━━ Brano di lettura

Credit Suisse: il ballo dei coco bond, ecco cosa è successo
pubblicato:Azzerati i bond, ma non le azioni, il caso ha scosso i mercati e la fiducia di molti investitori. La BCE rassicura, qui impossibile. Ma si dovrebbero guardare anche le sorelle americane, le trust preferred security e ricontrollare i contratti firmati.
Coco Bond, AT1, Additional Tier 1… sono soltanto alcuni dei nomi dei famigerati bond di Credit Suisse che in queste ore inviperiscono diversi osservatori.
Travolti dal tecnicismo della questione, molti commentatori hanno tralasciato di dire una cosa essenziale: sono obbligazioni escluse dalla vendita al retail, almeno in Europa, quindi il parco buoi dei padri di famiglia, almeno questa volta, dovrebbe averla fatta franca. E potrà riconcentrarsi sugli stratagemmi per pagare muti variabili dalle rate montanti e bollette ancora imperiose.

━━━━
━━ Contenuto del dataset

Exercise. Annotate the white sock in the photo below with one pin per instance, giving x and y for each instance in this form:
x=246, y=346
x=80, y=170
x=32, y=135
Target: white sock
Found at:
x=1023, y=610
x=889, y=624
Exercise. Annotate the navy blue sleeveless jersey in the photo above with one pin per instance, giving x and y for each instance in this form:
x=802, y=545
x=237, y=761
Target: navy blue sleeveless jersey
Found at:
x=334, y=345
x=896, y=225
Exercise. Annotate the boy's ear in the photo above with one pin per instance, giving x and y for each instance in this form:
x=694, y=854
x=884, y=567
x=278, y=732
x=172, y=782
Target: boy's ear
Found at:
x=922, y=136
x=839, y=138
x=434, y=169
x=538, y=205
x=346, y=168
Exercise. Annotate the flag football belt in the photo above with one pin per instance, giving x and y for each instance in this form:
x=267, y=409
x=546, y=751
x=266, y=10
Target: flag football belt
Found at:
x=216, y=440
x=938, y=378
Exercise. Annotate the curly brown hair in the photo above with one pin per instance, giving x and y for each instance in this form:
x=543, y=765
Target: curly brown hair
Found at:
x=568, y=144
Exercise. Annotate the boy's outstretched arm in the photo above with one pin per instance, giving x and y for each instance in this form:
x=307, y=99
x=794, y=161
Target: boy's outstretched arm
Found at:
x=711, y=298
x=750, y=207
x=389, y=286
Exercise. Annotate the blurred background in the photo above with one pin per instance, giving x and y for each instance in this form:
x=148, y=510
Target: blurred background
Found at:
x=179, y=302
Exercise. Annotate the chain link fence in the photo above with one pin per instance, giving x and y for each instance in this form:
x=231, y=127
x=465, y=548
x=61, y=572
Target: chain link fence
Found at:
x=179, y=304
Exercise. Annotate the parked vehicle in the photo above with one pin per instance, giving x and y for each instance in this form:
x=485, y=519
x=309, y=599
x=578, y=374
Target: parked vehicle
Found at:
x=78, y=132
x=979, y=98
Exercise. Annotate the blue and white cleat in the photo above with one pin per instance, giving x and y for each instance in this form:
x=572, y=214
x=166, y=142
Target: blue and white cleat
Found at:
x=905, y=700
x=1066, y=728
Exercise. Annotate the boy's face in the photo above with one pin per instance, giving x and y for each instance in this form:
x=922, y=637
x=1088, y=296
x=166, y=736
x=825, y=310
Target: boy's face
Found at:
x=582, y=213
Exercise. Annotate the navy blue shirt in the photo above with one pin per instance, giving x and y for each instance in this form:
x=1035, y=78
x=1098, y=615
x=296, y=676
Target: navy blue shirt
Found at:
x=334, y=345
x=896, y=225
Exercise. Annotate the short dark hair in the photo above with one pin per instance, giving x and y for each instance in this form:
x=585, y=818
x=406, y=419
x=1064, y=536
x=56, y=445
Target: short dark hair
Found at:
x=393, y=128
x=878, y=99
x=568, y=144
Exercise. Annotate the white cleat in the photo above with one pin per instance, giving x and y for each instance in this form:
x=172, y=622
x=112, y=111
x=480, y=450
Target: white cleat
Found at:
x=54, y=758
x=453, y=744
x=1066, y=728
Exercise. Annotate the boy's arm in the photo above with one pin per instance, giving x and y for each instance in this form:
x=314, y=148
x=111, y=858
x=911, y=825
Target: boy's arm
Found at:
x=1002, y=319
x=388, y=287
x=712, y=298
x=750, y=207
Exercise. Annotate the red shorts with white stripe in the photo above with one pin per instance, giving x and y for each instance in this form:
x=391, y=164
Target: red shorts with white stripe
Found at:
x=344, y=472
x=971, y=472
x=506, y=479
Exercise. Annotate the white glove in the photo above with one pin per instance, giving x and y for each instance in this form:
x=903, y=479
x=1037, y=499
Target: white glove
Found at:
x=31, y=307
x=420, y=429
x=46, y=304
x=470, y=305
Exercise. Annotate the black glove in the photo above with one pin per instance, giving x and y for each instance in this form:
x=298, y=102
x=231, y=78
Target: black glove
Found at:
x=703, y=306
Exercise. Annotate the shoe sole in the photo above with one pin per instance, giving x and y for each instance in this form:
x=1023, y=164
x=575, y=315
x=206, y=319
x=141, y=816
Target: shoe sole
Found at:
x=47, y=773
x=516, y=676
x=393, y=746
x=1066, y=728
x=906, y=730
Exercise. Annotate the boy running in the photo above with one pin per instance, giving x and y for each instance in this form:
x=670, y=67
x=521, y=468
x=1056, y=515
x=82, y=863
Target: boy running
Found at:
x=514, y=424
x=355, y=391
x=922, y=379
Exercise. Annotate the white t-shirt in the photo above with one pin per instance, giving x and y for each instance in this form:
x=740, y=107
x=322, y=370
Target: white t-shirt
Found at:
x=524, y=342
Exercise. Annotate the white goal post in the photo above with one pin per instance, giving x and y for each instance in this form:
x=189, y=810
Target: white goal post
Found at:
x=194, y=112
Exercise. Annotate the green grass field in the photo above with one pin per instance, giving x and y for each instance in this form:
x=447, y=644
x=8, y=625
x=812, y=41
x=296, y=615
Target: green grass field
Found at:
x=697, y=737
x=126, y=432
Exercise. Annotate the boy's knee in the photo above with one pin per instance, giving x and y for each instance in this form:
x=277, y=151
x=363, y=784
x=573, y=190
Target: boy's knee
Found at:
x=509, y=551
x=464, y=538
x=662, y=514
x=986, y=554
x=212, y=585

━━━━

> [Le consegne]:
1 - Trascrivi dal brano sui coco bond di Credit Suisse il tratto che va da "Travolti dal tecnicismo" fino a "bollette ancora imperiose.".
2 - Nel brano sui coco bond di Credit Suisse, per quale motivo i piccoli risparmiatori dovrebbero essere usciti indenni da questa vicenda? Rispondi in una o due frasi.

> [Soluzioni]:
1 -
Travolti dal tecnicismo della questione, molti commentatori hanno tralasciato di dire una cosa essenziale: sono obbligazioni escluse dalla vendita al retail, almeno in Europa, quindi il parco buoi dei padri di famiglia, almeno questa volta, dovrebbe averla fatta franca. E potrà riconcentrarsi sugli stratagemmi per pagare muti variabili dalle rate montanti e bollette ancora imperiose.

2 - Perché questi bond sono obbligazioni escluse dalla vendita al retail, almeno in Europa. Per questo il «parco buoi dei padri di famiglia», almeno questa volta, dovrebbe averla fatta franca.